* Your instructions *
Please copy every line of the listing below word for word, with nothing changed or left out.

* Excerpts from a location annotation dataset *

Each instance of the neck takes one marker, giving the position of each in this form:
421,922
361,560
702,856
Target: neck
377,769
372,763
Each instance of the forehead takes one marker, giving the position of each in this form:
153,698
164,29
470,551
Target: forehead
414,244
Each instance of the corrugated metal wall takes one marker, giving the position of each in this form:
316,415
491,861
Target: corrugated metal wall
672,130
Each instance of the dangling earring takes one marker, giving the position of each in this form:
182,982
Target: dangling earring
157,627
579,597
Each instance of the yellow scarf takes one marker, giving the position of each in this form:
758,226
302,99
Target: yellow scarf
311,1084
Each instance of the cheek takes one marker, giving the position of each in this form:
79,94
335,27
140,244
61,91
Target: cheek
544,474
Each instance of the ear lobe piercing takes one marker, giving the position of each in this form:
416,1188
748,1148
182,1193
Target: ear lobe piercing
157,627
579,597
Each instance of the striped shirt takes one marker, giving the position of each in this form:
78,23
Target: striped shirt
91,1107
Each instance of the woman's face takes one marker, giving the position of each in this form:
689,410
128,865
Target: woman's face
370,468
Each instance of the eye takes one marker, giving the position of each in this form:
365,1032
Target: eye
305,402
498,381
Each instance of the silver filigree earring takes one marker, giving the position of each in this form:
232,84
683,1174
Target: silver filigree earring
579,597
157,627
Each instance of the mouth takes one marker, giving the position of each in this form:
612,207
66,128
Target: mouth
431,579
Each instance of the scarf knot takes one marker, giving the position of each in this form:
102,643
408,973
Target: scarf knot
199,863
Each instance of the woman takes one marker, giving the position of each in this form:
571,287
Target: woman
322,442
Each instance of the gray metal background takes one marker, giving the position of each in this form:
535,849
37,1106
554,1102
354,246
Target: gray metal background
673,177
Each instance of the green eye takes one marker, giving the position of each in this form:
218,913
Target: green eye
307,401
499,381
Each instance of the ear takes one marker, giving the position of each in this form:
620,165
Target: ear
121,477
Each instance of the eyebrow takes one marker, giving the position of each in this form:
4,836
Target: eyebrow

* Result of this task *
Each instance of the neck takes one marker, giving the position of each in this form:
421,922
361,560
702,856
Target: neck
377,769
372,763
Each instance of the forehead takes one marker, giving the position of each in this form:
153,698
164,29
470,551
Target: forehead
414,244
Each instance of the corrugated metal wall takes one marker, giving the position of each in this form:
316,415
491,861
Target: corrugated metal wall
672,130
Each instance of the dangling earring takes one marker, giving the position of each in this form:
182,982
Target: dangling earring
157,627
579,597
Each instance of the yellow scarf takes one marker, giving the position of each in this form:
758,226
302,99
Target: yellow scarf
311,1084
Each instance of the cheek takes one marker, giving the position of each in this form:
79,94
335,27
140,244
61,91
Target: cheek
544,474
Each instance of the ear lobe piercing takes one marker, giving the position of each in this form:
416,1188
748,1148
182,1193
Target: ear lobe piercing
157,627
579,597
Each instance of the striped shirt takes one marker, giving the position of each in this form:
78,23
Target: striped shirt
91,1107
Each instance of the woman's face takes one marker, giving the position of each in this form:
689,410
128,865
Target: woman's face
370,468
Each instance of the eye takes one marker, giving the position of each in this form:
365,1032
Target: eye
305,402
498,381
Each instance of the silver filigree earring takes one marker, giving the position of each in this form:
232,84
683,1174
Target: silver filigree earring
579,597
157,627
Each instance of the mouth takes one marker, giving the position of each in this form:
612,207
66,128
Target: mouth
431,579
Each instance of the scarf knot takes one marker, giving the position of each in this form:
102,643
408,973
Target: scarf knot
199,863
Each instance of the woman takes one marker, giving the position of each in this form:
571,287
Target: woman
322,442
Each instance of the gray metal background takes one marker, giving the position of each in this form:
535,849
37,1106
554,1102
354,246
Target: gray metal background
673,177
Each instance of the green eye takes one marker, giving the position of each in this form:
218,913
Target: green eye
307,401
499,381
Each instance of the ear takes one marker, giving the position of each in this form:
620,165
Target: ear
121,477
Each instance of the eyebrow takes one marker, giving the position of each in this form:
4,836
Target: eyebrow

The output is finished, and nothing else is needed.